Input data:
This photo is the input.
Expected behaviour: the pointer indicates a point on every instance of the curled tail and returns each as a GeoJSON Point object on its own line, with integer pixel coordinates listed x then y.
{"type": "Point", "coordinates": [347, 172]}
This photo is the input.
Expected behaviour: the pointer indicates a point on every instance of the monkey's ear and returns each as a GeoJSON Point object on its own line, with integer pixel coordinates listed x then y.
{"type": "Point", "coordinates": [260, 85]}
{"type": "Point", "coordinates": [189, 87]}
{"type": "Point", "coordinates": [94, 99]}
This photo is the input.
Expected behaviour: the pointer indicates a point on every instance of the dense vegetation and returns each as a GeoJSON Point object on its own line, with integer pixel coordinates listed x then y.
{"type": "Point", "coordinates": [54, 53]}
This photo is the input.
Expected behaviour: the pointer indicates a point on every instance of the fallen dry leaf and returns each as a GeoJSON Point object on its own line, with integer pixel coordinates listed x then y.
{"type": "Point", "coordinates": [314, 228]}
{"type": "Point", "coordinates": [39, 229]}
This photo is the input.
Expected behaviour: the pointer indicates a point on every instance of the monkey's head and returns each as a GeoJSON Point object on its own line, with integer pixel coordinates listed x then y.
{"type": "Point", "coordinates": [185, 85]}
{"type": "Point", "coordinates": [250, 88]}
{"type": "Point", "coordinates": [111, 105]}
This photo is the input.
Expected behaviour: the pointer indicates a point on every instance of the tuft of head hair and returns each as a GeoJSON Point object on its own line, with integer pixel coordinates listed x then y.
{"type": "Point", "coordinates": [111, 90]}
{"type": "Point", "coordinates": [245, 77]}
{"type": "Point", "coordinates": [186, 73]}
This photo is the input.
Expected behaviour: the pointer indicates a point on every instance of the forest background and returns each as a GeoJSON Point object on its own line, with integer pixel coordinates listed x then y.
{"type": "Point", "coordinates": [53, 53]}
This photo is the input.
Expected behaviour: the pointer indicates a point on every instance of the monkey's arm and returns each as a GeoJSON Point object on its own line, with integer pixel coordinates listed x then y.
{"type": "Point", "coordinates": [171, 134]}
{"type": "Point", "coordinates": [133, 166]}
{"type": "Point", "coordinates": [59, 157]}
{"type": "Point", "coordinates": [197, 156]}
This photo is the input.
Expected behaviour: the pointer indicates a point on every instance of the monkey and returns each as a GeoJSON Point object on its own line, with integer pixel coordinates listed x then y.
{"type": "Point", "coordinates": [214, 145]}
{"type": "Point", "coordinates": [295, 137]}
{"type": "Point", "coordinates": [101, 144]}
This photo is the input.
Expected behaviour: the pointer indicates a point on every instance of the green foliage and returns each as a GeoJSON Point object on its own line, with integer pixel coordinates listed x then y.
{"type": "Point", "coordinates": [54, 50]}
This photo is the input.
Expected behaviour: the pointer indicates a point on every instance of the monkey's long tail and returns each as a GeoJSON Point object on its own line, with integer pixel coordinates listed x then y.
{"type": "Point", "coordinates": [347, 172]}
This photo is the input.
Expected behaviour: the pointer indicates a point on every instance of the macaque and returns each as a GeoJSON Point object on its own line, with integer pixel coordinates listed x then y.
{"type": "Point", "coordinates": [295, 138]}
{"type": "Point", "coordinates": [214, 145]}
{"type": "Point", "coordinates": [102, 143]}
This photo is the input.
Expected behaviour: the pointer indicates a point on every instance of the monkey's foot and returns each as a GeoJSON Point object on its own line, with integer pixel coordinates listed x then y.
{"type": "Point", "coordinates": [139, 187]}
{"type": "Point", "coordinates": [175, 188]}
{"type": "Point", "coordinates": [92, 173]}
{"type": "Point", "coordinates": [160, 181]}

Exercise requirements: All of the data needs to be repeated exactly.

Worked solution:
This photo is the input.
Expected behaviour: the pointer indicates a point on every instance of the curled tail and returns each as a GeoJSON Point object on its own line, with integer pixel coordinates listed x then y.
{"type": "Point", "coordinates": [347, 172]}
This photo is the input.
Expected behaviour: the pointer indicates a point on every instance of the monkey's ear and returns each as a GeoJSON Point object on its own line, with integer pixel coordinates listed x then y.
{"type": "Point", "coordinates": [260, 85]}
{"type": "Point", "coordinates": [189, 87]}
{"type": "Point", "coordinates": [94, 99]}
This photo is the input.
Expected behaviour: the pointer indicates a point on every instance of the dense vegetation and returns each as a GeoJSON Point object on its own line, with integer pixel coordinates listed x then y.
{"type": "Point", "coordinates": [54, 53]}
This photo is the input.
Expected behaviour: the pointer indicates a point on every instance of the fallen dry leaf and returns each as a GeoJSON Point object on its own line, with integer pixel coordinates listed x then y.
{"type": "Point", "coordinates": [314, 228]}
{"type": "Point", "coordinates": [39, 229]}
This photo is the input.
Expected behaviour: the pointer indicates a point on every instance of the monkey's head and returns each as a GeoJSON Point object on its own line, with integer pixel coordinates listed x then y.
{"type": "Point", "coordinates": [185, 85]}
{"type": "Point", "coordinates": [250, 88]}
{"type": "Point", "coordinates": [111, 105]}
This photo is the input.
Expected behaviour: the pointer indicates a point on every instance of the tuft of head hair and returns each as a GeoJSON Point object on its own line, with integer pixel coordinates listed x then y.
{"type": "Point", "coordinates": [111, 90]}
{"type": "Point", "coordinates": [245, 77]}
{"type": "Point", "coordinates": [186, 73]}
This photo is the input.
Expected behaviour: the pointer indicates a point on every instance of the forest background and returns each as a GeoJSON Point object on its own line, with integer pixel coordinates listed x then y.
{"type": "Point", "coordinates": [53, 53]}
This photo is the input.
Expected behaviour: the pointer indicates a point on every instance of the monkey's arm and returns each as a GeoJSON Point object on its own line, with integer pixel coordinates listed x then y.
{"type": "Point", "coordinates": [171, 134]}
{"type": "Point", "coordinates": [133, 166]}
{"type": "Point", "coordinates": [59, 157]}
{"type": "Point", "coordinates": [197, 156]}
This photo is the input.
Expected behaviour: the pointer indicates a point on every instance of the monkey and returns each as a GeoJSON Point object on its own line, with integer pixel coordinates listed x then y.
{"type": "Point", "coordinates": [214, 145]}
{"type": "Point", "coordinates": [295, 137]}
{"type": "Point", "coordinates": [101, 144]}
This photo is the input.
Expected behaviour: the pointer indicates a point on every instance of the green foliage and returns each as a GeoJSON Point object on its own line, with integer pixel coordinates listed x then y.
{"type": "Point", "coordinates": [54, 50]}
This photo is the input.
Expected behaviour: the pointer indicates a point on every instance of the monkey's long tail and returns each as a GeoJSON Point object on its own line, with integer pixel coordinates listed x then y.
{"type": "Point", "coordinates": [347, 172]}
This photo is the input.
Expected behaviour: the pointer indicates a point on every instance of the macaque and returns each as a GeoJSON Point object on its own line, with integer pixel coordinates listed x then y.
{"type": "Point", "coordinates": [295, 138]}
{"type": "Point", "coordinates": [214, 145]}
{"type": "Point", "coordinates": [102, 143]}
This photo is the input.
Expected behaviour: the pointer indicates a point on every instance of the monkey's foot and returns each as a GeoJSON Point object on its own line, with integer pixel coordinates listed x then y.
{"type": "Point", "coordinates": [139, 187]}
{"type": "Point", "coordinates": [175, 188]}
{"type": "Point", "coordinates": [92, 173]}
{"type": "Point", "coordinates": [160, 181]}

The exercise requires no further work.